### SHORT TASK
Can you retype the listing below, starting at the line containing "Could you point to the parked" and continuing through the last line of the listing, with every character kept the same?

Excerpts of pointing data:
# # # # #

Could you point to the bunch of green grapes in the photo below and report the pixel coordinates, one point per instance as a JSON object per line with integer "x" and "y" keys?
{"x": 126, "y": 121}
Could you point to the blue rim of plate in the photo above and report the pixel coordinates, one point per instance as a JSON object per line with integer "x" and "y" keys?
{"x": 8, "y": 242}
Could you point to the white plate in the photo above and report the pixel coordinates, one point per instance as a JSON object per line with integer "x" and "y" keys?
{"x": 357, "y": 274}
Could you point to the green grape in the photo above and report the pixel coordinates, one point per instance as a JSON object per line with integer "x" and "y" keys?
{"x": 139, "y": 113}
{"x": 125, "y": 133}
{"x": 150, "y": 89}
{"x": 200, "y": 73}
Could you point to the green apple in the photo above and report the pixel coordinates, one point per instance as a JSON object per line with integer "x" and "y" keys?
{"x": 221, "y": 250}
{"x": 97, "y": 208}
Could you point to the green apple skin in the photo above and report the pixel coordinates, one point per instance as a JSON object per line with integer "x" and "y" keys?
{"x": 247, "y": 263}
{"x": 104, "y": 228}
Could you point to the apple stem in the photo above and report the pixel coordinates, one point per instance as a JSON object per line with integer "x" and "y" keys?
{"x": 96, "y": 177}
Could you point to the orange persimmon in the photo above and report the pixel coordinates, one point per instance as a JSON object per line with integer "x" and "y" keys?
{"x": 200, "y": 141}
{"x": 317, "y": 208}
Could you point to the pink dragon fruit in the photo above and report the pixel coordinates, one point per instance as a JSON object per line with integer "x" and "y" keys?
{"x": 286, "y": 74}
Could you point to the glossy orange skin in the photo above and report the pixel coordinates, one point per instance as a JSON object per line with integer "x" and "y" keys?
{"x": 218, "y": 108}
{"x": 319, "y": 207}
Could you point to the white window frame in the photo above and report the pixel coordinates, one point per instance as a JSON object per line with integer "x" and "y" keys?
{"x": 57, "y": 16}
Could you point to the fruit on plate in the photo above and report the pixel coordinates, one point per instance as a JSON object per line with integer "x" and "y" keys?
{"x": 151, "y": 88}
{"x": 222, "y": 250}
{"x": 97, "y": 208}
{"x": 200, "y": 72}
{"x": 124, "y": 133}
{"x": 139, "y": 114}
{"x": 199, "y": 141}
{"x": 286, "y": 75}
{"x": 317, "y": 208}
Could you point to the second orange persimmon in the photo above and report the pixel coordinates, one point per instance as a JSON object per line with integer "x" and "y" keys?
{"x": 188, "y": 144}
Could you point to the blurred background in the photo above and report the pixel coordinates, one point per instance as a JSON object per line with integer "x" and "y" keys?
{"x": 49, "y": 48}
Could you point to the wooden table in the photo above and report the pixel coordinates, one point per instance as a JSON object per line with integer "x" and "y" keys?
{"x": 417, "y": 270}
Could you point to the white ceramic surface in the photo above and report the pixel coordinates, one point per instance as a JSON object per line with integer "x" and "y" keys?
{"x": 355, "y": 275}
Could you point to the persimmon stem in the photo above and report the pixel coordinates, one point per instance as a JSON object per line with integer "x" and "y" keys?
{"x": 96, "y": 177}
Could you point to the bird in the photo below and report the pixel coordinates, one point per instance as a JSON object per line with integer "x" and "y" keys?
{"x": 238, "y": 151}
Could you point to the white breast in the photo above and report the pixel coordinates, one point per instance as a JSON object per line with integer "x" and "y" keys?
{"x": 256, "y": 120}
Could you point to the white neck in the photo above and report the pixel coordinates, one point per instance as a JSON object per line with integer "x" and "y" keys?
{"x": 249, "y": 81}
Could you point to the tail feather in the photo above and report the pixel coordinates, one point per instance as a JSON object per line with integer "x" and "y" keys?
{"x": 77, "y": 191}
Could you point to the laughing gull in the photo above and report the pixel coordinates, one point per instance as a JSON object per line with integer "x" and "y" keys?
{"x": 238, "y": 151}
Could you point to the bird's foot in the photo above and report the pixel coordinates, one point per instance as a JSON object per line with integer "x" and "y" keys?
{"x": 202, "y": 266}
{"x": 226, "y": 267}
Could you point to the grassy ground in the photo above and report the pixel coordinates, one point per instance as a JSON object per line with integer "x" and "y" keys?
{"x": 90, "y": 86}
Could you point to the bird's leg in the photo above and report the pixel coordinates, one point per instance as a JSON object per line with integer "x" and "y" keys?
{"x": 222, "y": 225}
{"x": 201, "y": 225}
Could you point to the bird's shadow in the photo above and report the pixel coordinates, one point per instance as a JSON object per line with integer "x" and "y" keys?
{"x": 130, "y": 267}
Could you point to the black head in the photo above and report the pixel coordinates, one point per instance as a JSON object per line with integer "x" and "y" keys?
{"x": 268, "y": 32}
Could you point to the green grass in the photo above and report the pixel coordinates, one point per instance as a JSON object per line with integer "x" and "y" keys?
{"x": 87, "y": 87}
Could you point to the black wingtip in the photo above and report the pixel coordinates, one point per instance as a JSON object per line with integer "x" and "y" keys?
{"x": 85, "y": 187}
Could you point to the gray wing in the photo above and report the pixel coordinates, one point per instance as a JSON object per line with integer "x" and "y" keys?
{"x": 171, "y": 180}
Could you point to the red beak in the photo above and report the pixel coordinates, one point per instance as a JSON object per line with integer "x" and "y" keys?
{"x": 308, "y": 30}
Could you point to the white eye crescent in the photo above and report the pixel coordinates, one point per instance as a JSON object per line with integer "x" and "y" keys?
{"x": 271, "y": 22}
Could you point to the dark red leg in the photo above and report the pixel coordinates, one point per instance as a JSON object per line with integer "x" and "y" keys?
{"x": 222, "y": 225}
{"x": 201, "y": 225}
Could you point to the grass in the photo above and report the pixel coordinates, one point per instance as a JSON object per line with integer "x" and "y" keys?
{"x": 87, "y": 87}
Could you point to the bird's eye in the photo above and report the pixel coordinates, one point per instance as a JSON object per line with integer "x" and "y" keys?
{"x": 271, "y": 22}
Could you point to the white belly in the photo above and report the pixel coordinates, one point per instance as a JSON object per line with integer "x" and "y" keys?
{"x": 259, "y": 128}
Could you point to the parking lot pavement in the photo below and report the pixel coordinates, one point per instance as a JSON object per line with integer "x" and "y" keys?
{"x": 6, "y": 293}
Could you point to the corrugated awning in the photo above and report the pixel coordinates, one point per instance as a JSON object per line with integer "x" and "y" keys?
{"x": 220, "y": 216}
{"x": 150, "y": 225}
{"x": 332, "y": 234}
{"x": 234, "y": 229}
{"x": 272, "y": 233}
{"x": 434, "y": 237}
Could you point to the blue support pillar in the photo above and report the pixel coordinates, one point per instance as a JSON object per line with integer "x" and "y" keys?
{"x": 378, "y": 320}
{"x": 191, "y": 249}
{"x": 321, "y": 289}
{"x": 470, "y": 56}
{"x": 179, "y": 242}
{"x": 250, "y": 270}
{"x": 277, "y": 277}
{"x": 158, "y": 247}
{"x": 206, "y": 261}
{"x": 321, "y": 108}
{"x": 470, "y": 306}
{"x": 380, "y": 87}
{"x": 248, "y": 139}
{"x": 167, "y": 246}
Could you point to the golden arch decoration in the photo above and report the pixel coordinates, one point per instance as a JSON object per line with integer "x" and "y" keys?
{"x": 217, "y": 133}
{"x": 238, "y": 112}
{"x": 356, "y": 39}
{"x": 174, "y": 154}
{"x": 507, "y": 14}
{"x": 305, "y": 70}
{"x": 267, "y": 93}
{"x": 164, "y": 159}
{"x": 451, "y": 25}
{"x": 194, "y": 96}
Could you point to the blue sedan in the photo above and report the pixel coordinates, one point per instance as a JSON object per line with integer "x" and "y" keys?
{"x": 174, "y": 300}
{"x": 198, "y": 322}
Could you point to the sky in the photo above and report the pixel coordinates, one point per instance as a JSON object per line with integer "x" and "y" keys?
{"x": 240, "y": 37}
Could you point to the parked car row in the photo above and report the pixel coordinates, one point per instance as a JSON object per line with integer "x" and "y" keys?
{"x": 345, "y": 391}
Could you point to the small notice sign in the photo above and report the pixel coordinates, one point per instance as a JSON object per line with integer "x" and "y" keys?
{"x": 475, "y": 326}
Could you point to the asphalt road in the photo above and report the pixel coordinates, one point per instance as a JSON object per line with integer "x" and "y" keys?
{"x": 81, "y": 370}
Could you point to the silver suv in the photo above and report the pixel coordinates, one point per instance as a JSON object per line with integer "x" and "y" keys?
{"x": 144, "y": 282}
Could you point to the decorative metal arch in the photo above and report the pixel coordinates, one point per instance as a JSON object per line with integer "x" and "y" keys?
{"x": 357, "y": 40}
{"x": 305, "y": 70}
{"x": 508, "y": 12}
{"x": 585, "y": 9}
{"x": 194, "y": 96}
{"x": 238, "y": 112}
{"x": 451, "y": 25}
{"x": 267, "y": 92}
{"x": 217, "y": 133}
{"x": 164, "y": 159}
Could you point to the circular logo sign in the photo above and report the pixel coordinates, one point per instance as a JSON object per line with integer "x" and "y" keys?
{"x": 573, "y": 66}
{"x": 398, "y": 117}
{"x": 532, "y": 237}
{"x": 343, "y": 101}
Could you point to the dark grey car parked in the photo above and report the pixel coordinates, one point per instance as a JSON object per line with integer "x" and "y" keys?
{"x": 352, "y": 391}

# # # # #

### ANSWER TO THIS PROBLEM
Could you point to the parked car row in the photo above and report the pixel coordinates, one point per instance as a JSON object per line with integer "x" and "y" keys?
{"x": 345, "y": 391}
Could you point to the small notice sign in the photo above and report the pixel coordinates, one point per instance as a JSON object per line with integer "x" and "y" keys?
{"x": 475, "y": 326}
Could you point to the asphalt road in the photo above and report the pixel coordinates, one point per instance as a JSON object per line with integer "x" and "y" keys?
{"x": 81, "y": 370}
Could you point to the silver suv in the photo above and report the pixel coordinates, one point per instance as a JSON object per line with integer "x" and "y" keys?
{"x": 144, "y": 282}
Could you point to the decorative metal arch in the photo above and report the pixel coordinates, one point per instance as a JSON object per line with integer "x" and "y" keys?
{"x": 357, "y": 40}
{"x": 305, "y": 70}
{"x": 508, "y": 12}
{"x": 585, "y": 9}
{"x": 194, "y": 96}
{"x": 238, "y": 112}
{"x": 451, "y": 25}
{"x": 267, "y": 92}
{"x": 217, "y": 133}
{"x": 164, "y": 159}
Could you point to the circular logo sign in the photo above and report the pixel coordinates, one point per instance as a JSON object per line with integer "x" and "y" keys?
{"x": 573, "y": 66}
{"x": 398, "y": 117}
{"x": 532, "y": 237}
{"x": 343, "y": 101}
Could you point to the dark grey car parked in the photo above and report the pixel coordinates, one point per instance as a JSON object per line with integer "x" and "y" keys?
{"x": 352, "y": 391}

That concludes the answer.